Consigne 1
Dans l'article sur la vague de fusions et acquisitions, quels groupes d'énergie sont cités comme étant en tête de cette vague ?
Consigne 2
Reprenez le passage de l'article sur la vague de fusions et acquisitions qui commence par les mots « Reste que dans » et se termine par « réduire leurs coûts. », en substituant « investisseurs » à « actionnaires ».
Consigne 3
Rédigez la suite de l'article sur la vague de fusions et acquisitions en Europe à partir de sa dernière phrase.

Texte fourni
Il s'est illustré notamment dans la banque avec les fusions transfrontalières entre ABN Amro et Antonveneta, BNP et Banca Nazionale del Lavoro. Plus récemment, la vague s'est étendue aux groupes d'énergie, Suez, Gaz de France, Endesa, E.ON et Gas Natural en tête. Arcelor, qui a racheté le Canadien Dofasco, n'a pas eu le temps de laisser sécher l'encre du contrat qu'il faisait l'objet d'une offre géante de la part du groupe Mittal Steel. Tous les secteurs sont concernés par cette euphorie d'acquisitions, qui s'est traduite aussi par les projets de fusion de Natexis, Crédit foncier et Ixis, ou encore récemment par l'offre d'Aviva sur Prudential outre-Manche.

"Cette vague d'OPA a commencé en 2004 avec les opérations de rachat d'Abbey National par SCH et la fusion Sanofi-Aventis. Mais depuis 2005 et surtout 2006, on assiste à une rapide accélération", commente Thierry Cantet, stratégiste à la Société Générale. "Depuis la fin de l'année 2004, on constate une recrudescence des fusions et acquisitions. En fait, l'année 2004 n'avait pas été un très bon cru en termes de rapprochements car le climat était encore incertain", explique pour sa part Anne-Sophie Girault, stratégiste senior chez Fidelity International.

Afflux de liquidités

Il est vrai que la plupart des groupes ont fini de purger les erreurs de la bulle boursière du début des années 2000. Les groupes collectionnent depuis deux ans les résultats records. Les banques, en particulier, mais aussi les groupes pétroliers, ou encore les "utilities" ou les entreprises de BTP... pour ne citer que quelques secteurs en plein boom. D'autres sont moins à la fête, comme l'automobile ou la distribution, alors que la consommation européenne reste morose.

Reste que dans l'ensemble, la création de richesse est remarquable, après un passage à vide traumatisant de 2001 à 2003. "Les entreprises ont généré des niveaux substantiels de cash-flow sur les dernières années. Pendant la période suivant la bulle boursière, la priorité était de retourner du cash aux actionnaires. Cette priorité a évolué et s'est transformée en investissement pour la croissance", expliquent les analystes de Goldman Sachs dans une note.

"Il faut aussi comprendre les motivations des entreprises, qui ont des marges opérationnelles historiquement élevées, et qui doivent continuner à les faire progresser", ajoute pour sa part Anne-Sophie Girault, chez Fidelity. En se rapprochant, les groupes cherchent ainsi à augmenter leur chiffre d'affaires, mais aussi à réduire leurs coûts.

Données
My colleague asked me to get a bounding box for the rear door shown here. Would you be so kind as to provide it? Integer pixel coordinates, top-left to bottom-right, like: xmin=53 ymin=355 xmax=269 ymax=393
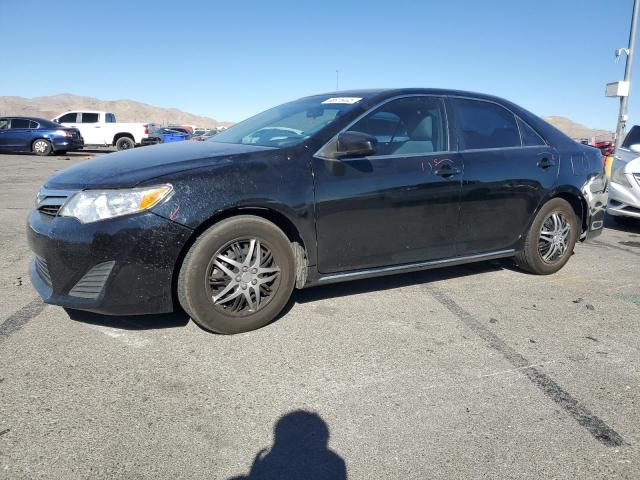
xmin=449 ymin=97 xmax=558 ymax=255
xmin=0 ymin=118 xmax=11 ymax=150
xmin=313 ymin=95 xmax=462 ymax=273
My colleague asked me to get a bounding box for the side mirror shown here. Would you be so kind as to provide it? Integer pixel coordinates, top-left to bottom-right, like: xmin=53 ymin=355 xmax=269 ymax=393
xmin=629 ymin=143 xmax=640 ymax=153
xmin=336 ymin=131 xmax=378 ymax=158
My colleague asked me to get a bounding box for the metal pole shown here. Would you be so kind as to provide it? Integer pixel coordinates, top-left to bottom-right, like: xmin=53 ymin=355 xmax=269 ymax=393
xmin=616 ymin=0 xmax=640 ymax=148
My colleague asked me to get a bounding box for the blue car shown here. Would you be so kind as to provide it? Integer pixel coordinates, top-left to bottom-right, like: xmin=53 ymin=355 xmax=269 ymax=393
xmin=0 ymin=117 xmax=84 ymax=156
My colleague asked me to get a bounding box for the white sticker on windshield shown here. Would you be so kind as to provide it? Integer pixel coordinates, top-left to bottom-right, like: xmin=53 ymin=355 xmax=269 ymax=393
xmin=322 ymin=97 xmax=362 ymax=105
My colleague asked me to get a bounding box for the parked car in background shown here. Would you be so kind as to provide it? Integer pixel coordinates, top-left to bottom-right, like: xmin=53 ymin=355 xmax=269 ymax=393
xmin=53 ymin=110 xmax=158 ymax=150
xmin=166 ymin=127 xmax=193 ymax=140
xmin=193 ymin=128 xmax=211 ymax=136
xmin=27 ymin=89 xmax=607 ymax=334
xmin=607 ymin=125 xmax=640 ymax=223
xmin=191 ymin=129 xmax=218 ymax=142
xmin=0 ymin=117 xmax=84 ymax=156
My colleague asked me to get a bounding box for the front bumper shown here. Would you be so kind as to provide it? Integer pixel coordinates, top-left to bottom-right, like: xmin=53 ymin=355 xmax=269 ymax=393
xmin=52 ymin=137 xmax=84 ymax=151
xmin=580 ymin=174 xmax=609 ymax=241
xmin=27 ymin=210 xmax=192 ymax=315
xmin=607 ymin=175 xmax=640 ymax=219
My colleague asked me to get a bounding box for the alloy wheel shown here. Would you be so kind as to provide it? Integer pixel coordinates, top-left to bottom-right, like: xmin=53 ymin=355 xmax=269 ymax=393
xmin=538 ymin=212 xmax=571 ymax=263
xmin=206 ymin=238 xmax=280 ymax=315
xmin=33 ymin=140 xmax=48 ymax=153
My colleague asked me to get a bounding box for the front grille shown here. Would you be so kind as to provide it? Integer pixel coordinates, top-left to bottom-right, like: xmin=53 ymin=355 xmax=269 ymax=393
xmin=35 ymin=255 xmax=51 ymax=287
xmin=69 ymin=261 xmax=116 ymax=300
xmin=36 ymin=188 xmax=74 ymax=217
xmin=38 ymin=205 xmax=62 ymax=217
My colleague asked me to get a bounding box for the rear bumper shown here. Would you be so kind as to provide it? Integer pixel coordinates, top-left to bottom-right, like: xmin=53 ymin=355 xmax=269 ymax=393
xmin=27 ymin=210 xmax=191 ymax=315
xmin=140 ymin=137 xmax=162 ymax=146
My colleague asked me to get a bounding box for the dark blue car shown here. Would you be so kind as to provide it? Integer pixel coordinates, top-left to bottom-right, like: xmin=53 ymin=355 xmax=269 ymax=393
xmin=0 ymin=117 xmax=84 ymax=156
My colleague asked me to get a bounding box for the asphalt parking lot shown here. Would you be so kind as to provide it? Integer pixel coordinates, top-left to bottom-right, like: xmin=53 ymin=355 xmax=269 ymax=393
xmin=0 ymin=153 xmax=640 ymax=479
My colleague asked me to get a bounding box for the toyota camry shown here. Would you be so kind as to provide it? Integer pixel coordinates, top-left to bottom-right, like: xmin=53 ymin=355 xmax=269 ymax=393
xmin=27 ymin=88 xmax=607 ymax=334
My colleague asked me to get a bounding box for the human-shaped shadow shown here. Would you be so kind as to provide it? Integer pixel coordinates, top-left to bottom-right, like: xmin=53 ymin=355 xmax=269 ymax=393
xmin=230 ymin=410 xmax=347 ymax=480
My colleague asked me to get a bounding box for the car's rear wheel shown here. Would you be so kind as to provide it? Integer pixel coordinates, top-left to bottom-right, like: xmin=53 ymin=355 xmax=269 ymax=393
xmin=116 ymin=137 xmax=136 ymax=151
xmin=516 ymin=198 xmax=579 ymax=275
xmin=611 ymin=215 xmax=640 ymax=227
xmin=31 ymin=138 xmax=53 ymax=157
xmin=178 ymin=215 xmax=295 ymax=334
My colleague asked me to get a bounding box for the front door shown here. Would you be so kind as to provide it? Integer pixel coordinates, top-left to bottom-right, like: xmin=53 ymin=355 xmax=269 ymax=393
xmin=313 ymin=95 xmax=462 ymax=273
xmin=450 ymin=98 xmax=559 ymax=255
xmin=4 ymin=118 xmax=35 ymax=151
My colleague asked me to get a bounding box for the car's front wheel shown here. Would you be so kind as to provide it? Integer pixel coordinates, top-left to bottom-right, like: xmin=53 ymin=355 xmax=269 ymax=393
xmin=177 ymin=215 xmax=295 ymax=334
xmin=116 ymin=137 xmax=136 ymax=151
xmin=516 ymin=198 xmax=580 ymax=275
xmin=31 ymin=138 xmax=53 ymax=157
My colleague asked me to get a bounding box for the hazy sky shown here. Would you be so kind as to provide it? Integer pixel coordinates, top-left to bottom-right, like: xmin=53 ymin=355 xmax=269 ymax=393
xmin=0 ymin=0 xmax=640 ymax=130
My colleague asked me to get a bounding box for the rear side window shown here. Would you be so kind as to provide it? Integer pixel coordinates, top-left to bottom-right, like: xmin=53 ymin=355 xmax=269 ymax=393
xmin=82 ymin=113 xmax=99 ymax=123
xmin=11 ymin=118 xmax=29 ymax=129
xmin=451 ymin=98 xmax=521 ymax=150
xmin=59 ymin=112 xmax=78 ymax=123
xmin=518 ymin=118 xmax=546 ymax=147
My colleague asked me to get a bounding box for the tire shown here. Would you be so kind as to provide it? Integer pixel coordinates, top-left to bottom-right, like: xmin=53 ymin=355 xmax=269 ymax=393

Résultat 1
Suez, Gaz de France, Endesa, E.ON, Gas Natural

Résultat 2
Reste que dans l'ensemble, la création de richesse est remarquable, après un passage à vide traumatisant de 2001 à 2003. "Les entreprises ont généré des niveaux substantiels de cash-flow sur les dernières années. Pendant la période suivant la bulle boursière, la priorité était de retourner du cash aux investisseurs. Cette priorité a évolué et s'est transformée en investissement pour la croissance", expliquent les analystes de Goldman Sachs dans une note.

"Il faut aussi comprendre les motivations des entreprises, qui ont des marges opérationnelles historiquement élevées, et qui doivent continuner à les faire progresser", ajoute pour sa part Anne-Sophie Girault, chez Fidelity. En se rapprochant, les groupes cherchent ainsi à augmenter leur chiffre d'affaires, mais aussi à réduire leurs coûts.

Résultat 3
"L'accélération à laquelle on assiste depuis 2005 et 2006 s'explique notamment par un niveau d'endettement très bas de la part des sociétés, en Europe. Un niveau même trop bas", explique Thierry Cantet. Pour le stratégiste, le ratio dette sur fonds propres des sociétés européennes est de 35% en 2006 et va baisser à 26% en 2007. Si on assiste toutefois à un retour au financement par la dette des entreprises, ce "gearing" restera très faible en 2007.

Encore des rapprochements à venir

Dans tous les cas, le coût de l'endettement reste faible, même si la Réserve fédérale américaine continue à vouloir resserrer ses taux. "Toutefois, pour le moment, on ne peut toujours pas qualifier la politique de la Fed de contraignante", rappelle les stratégistes de la Société Générale. C'est pourquoi, avec un flot de liquidités toujours important, les entreprises vont continuer à faire leurs emplettes.

"La récente vague de fusions et acquisitions est loin d'être terminée", confirment les analystes de Goldman Sachs. Pour les spécialistes, "les entreprises ont encore près de 630 milliards d'euros de potentiel d'acquisition. Cet argent provient soit des cash-flows générés par les groupes, soit de la restructuration de leur dette.

"Le regain de confiance des chefs d'entreprise soutient cette tendance, mais aussi la disponibilité des moyens de financement", ajoute Anne-Sophie Girault chez Fidelity, qui estime en outre que le marché est encore loin d'être "survalorisé". "Les valorisations des entreprises en Bourse reflètent depuis un an la croissance des bénéfices de ces dernières", explique la stratégiste. Le PER du MSCI Europe était ainsi à 16 en février 2006, quasiment au même niveau que l'an dernier, malgré la vague d'OPA. "Les primes payées par les acquéreurs sont encore faibles, représentant en moyenne 14%", ajoute la stratégiste. De quoi soutenir encore un peu le mouvement de rapprochements sur les marchés, sans pour autant qu'il y ait un risque immédiat de surchauffe comme au début des années 2000.

Les marchés attentifs

Mais à terme, la valorisation globale du marché risque de pâtir d'une vague d'OPA trop persistante. "Il y a une légère dérive, avec le lancement de contre-offres et d'OPA hostiles", explique ainsi Thierry Cantet, pour qui les primes spéculatives appliquées sur les actions des sociétés potentiellement "opéables" ou faisant l'objet d'offres ont fait monter les valorisations des titres. "Pour l'heure il n'y a pas encore de bulle", soulignent par ailleurs les spécialistes de la Société générale dans une note de synthèse. "Les excès de confiance du marché, comme l'euphorie de 2000, sont avant coureurs de retournement dans les marchés, pour l'heure, nous n'anticipons pas de risque majeur de correction", précisent-ils.

Pour Anne-Sophie Girault, de Fidelity, "on assiste à un léger regain de nervosité sur les marchés, et une correction à court terme n'est pas exclue". Toutefois, la croissance des bénéfices devrait encore être de 8% cette année, soit au même niveau qu'en 2005 et les valorisations suffisamment attrayantes pour éviter une chute brutale des indices et pour pouvoir continuer à investir sur les marchés actions. Reste à deviner qui sera la prochaine proie...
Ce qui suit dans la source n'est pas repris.